__Brief__
Every line of the material below should be repeated exactly.

__Input for this task__
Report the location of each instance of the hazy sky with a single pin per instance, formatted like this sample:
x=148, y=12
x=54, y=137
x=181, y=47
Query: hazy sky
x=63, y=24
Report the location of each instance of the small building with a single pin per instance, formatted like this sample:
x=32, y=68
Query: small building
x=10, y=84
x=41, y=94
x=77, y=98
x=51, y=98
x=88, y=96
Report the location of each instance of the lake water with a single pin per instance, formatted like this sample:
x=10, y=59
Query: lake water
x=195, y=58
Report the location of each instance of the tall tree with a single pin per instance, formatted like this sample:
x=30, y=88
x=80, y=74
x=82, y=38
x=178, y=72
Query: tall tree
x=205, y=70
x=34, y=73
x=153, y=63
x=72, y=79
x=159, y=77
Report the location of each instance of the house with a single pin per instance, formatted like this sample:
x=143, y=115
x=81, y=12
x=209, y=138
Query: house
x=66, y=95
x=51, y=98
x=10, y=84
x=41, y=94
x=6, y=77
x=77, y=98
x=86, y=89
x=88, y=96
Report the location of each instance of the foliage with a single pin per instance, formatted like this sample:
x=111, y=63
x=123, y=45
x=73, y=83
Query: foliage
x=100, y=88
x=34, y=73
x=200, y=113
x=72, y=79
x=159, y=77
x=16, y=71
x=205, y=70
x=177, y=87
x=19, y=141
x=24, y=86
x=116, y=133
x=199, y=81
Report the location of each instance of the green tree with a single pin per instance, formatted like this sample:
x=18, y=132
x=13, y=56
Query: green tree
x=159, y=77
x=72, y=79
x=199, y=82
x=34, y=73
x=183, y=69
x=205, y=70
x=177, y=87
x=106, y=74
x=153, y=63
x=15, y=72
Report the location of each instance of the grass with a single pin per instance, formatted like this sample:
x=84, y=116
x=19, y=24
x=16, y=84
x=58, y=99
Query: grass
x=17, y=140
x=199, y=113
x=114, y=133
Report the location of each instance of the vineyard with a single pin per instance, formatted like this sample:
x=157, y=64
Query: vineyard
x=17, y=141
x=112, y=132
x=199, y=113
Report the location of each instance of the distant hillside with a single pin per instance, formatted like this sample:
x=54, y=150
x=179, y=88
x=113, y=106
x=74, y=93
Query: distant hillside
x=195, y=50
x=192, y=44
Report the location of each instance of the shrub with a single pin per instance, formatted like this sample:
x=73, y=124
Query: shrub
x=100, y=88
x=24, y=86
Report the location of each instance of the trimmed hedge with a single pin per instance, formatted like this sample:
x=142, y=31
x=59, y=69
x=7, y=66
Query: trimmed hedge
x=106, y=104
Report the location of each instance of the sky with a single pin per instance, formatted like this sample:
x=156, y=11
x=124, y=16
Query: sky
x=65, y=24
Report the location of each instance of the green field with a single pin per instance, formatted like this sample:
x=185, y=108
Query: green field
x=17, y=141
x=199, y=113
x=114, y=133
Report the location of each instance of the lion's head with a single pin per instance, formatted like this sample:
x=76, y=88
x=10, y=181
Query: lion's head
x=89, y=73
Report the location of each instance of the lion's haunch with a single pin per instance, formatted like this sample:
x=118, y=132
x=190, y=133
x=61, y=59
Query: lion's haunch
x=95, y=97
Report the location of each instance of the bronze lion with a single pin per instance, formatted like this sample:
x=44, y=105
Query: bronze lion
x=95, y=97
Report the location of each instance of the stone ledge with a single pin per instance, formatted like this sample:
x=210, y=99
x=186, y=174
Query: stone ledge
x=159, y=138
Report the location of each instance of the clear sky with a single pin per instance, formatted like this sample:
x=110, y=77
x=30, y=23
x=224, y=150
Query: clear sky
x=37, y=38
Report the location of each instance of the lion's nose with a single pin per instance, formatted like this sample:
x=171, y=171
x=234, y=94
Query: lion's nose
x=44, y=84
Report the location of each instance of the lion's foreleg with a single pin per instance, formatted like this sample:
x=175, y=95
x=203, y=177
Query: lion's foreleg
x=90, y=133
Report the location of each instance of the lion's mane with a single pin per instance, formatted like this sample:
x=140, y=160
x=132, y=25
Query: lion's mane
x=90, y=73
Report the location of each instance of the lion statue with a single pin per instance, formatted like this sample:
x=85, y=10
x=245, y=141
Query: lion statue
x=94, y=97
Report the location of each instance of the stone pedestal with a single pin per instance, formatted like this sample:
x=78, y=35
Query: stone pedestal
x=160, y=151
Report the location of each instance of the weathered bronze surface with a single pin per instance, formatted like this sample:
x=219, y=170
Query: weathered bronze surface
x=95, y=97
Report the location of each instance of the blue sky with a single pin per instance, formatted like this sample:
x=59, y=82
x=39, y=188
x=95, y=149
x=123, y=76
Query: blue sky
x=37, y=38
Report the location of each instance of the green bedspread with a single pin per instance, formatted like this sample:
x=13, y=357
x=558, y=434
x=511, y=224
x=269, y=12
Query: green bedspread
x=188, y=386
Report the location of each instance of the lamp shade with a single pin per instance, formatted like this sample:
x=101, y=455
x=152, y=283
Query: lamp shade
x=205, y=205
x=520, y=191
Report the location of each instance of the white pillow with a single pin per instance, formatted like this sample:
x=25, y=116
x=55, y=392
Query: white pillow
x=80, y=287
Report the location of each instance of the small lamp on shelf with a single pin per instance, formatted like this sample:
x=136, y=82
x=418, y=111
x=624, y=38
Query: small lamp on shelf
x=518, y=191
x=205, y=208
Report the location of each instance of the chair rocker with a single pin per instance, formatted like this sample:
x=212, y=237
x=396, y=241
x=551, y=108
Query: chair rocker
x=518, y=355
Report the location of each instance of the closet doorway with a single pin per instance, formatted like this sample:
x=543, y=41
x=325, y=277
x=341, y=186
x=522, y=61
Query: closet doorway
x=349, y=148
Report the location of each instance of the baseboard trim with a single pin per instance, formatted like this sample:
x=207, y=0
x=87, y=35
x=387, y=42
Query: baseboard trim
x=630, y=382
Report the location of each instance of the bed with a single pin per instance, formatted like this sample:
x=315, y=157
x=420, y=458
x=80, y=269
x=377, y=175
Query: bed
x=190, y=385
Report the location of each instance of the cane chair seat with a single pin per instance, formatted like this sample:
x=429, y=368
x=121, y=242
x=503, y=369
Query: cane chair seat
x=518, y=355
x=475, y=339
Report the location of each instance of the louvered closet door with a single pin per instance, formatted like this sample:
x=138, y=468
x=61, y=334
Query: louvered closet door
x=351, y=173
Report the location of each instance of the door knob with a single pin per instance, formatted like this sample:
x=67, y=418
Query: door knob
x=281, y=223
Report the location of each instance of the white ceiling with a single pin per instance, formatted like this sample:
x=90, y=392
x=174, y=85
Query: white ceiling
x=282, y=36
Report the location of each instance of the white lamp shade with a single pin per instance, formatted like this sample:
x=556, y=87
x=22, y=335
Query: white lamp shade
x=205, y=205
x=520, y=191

__Task answer__
Report the location of each instance of the hazy sky with a single pin per instance, formatted like this sample:
x=148, y=12
x=54, y=137
x=181, y=47
Query: hazy sky
x=63, y=24
Report the location of each instance of the small building with a single pin per instance, formatted like this sample:
x=32, y=68
Query: small building
x=10, y=84
x=41, y=94
x=77, y=98
x=51, y=98
x=88, y=96
Report the location of each instance of the lake water with a single pin per instance, formatted like this sample:
x=10, y=59
Query: lake water
x=195, y=58
Report the location of each instance of the tall tree with a single pin per instance, formatted like this sample:
x=30, y=88
x=80, y=74
x=82, y=38
x=178, y=72
Query: tall tree
x=205, y=70
x=34, y=73
x=153, y=63
x=72, y=79
x=159, y=77
Report the location of each instance of the house with a single pin per instance, formatted like this sample:
x=143, y=115
x=81, y=12
x=209, y=138
Query: house
x=66, y=95
x=51, y=98
x=10, y=84
x=41, y=94
x=6, y=77
x=77, y=98
x=86, y=89
x=88, y=96
Report the location of each instance of the foliage with a single pin per instance, formatted like this sample:
x=111, y=63
x=123, y=45
x=73, y=83
Query: foliage
x=100, y=88
x=34, y=73
x=200, y=113
x=72, y=79
x=159, y=77
x=16, y=71
x=205, y=70
x=177, y=87
x=19, y=141
x=24, y=86
x=116, y=133
x=199, y=81
Report the location of each instance of the green tree with a single pin per instance, formatted like this sample:
x=18, y=132
x=13, y=56
Query: green tree
x=159, y=77
x=72, y=79
x=199, y=82
x=34, y=73
x=183, y=69
x=205, y=70
x=177, y=87
x=106, y=74
x=153, y=63
x=15, y=72
Report the location of each instance of the grass with a single pin per instance, formatted like this sample:
x=84, y=116
x=19, y=24
x=16, y=84
x=58, y=99
Query: grass
x=17, y=140
x=199, y=113
x=114, y=133
Report the location of each instance of the vineyard with a single pin per instance, formatted like this sample:
x=157, y=64
Query: vineyard
x=17, y=141
x=112, y=132
x=199, y=113
Report the location of each instance of the distant hillside with a single pin per instance, formatted like this sample:
x=54, y=150
x=179, y=88
x=113, y=106
x=74, y=93
Query: distant hillside
x=195, y=50
x=192, y=44
Report the location of each instance of the shrub with a single pin per instance, formatted like this sample:
x=73, y=124
Query: shrub
x=100, y=88
x=24, y=86
Report the location of each instance of the trimmed hedge with a single pin per instance, formatted like this sample:
x=142, y=31
x=59, y=69
x=7, y=66
Query: trimmed hedge
x=106, y=104
Report the location of each instance of the sky with a single pin per instance, formatted like this sample:
x=156, y=11
x=124, y=16
Query: sky
x=65, y=24
Report the location of each instance of the green field with a single pin per instance, formatted like this sample:
x=185, y=108
Query: green field
x=17, y=141
x=199, y=113
x=114, y=133
Report the location of each instance of the lion's head with a single pin per instance, formatted like this sample:
x=76, y=88
x=10, y=181
Query: lion's head
x=89, y=73
Report the location of each instance of the lion's haunch with a single pin per instance, formatted like this sample:
x=118, y=132
x=190, y=133
x=61, y=59
Query: lion's haunch
x=95, y=97
Report the location of each instance of the bronze lion with a single pin per instance, formatted like this sample:
x=44, y=105
Query: bronze lion
x=95, y=97
Report the location of each instance of the stone ledge with a single pin per instance, formatted like this sample:
x=210, y=99
x=186, y=174
Query: stone ledge
x=159, y=138
Report the location of each instance of the clear sky with a single pin per instance, formatted like this sample:
x=110, y=77
x=30, y=23
x=224, y=150
Query: clear sky
x=37, y=38
Report the location of each instance of the lion's nose with a single pin per instance, formatted like this sample:
x=171, y=171
x=234, y=94
Query: lion's nose
x=44, y=84
Report the location of each instance of the lion's foreleg with a single pin per instance, formatted like this sample:
x=175, y=95
x=203, y=177
Query: lion's foreleg
x=90, y=133
Report the location of each instance of the lion's mane with a single pin per instance, formatted like this sample:
x=140, y=160
x=132, y=25
Query: lion's mane
x=90, y=73
Report the location of each instance of the lion statue with a single pin per instance, formatted like this sample:
x=85, y=10
x=245, y=141
Query: lion statue
x=94, y=97
Report the location of each instance of the stone pedestal with a single pin per instance, formatted like this sample:
x=78, y=35
Query: stone pedestal
x=160, y=151
Report the location of each instance of the weathered bronze surface with a single pin per instance, formatted like this sample:
x=219, y=170
Query: weathered bronze surface
x=95, y=97
Report the location of each instance of the blue sky with a single pin per instance, formatted like this sample:
x=59, y=82
x=39, y=188
x=95, y=149
x=123, y=76
Query: blue sky
x=37, y=38
Report the location of each instance of the green bedspread with a single pin per instance, formatted like this sample:
x=13, y=357
x=558, y=434
x=511, y=224
x=269, y=12
Query: green bedspread
x=188, y=386
Report the location of each instance of the lamp shade with a single pin per instance, formatted like this sample:
x=101, y=455
x=152, y=283
Query: lamp shade
x=205, y=205
x=520, y=191
Report the location of each instance of the white pillow with a single pin per instance, formatted like this sample:
x=25, y=116
x=55, y=392
Query: white pillow
x=80, y=287
Report the location of each instance of the small lamp on shelf with a single pin per instance, formatted like this sample:
x=136, y=82
x=418, y=111
x=624, y=38
Query: small lamp on shelf
x=518, y=191
x=205, y=208
Report the location of each instance of the chair rocker with a single pin per instance, formatted like this sample:
x=212, y=237
x=396, y=241
x=551, y=108
Query: chair rocker
x=518, y=355
Report the location of each instance of the closet doorway with a single pin per instance, formatted like this sample:
x=543, y=41
x=325, y=277
x=341, y=186
x=522, y=61
Query: closet doorway
x=349, y=148
Report the location of each instance of the baseboard trim with a single pin per instance, formatted like this sample:
x=207, y=0
x=87, y=35
x=387, y=42
Query: baseboard trim
x=630, y=382
Report the location of each instance of the bed with a single pin per instance, formatted like this sample:
x=315, y=157
x=420, y=458
x=80, y=269
x=377, y=175
Query: bed
x=190, y=385
Report the location of each instance of the cane chair seat with a single pin per instance, formatted like this sample:
x=429, y=368
x=121, y=242
x=503, y=369
Query: cane chair seat
x=518, y=355
x=475, y=339
Report the location of each instance of the louvered closet door with a single pin per instance, formatted like this sample:
x=138, y=468
x=61, y=334
Query: louvered closet door
x=351, y=173
Report the location of each instance of the door knob with a single pin per instance, formatted like this sample:
x=67, y=418
Query: door knob
x=281, y=223
Report the location of each instance of the white ceiling with a single pin per instance, formatted like this sample:
x=90, y=392
x=174, y=85
Query: white ceiling
x=282, y=36
Report the location of each instance of the white lamp shade with a single pin per instance, formatted like this sample:
x=556, y=87
x=22, y=335
Query: white lamp shade
x=205, y=205
x=520, y=191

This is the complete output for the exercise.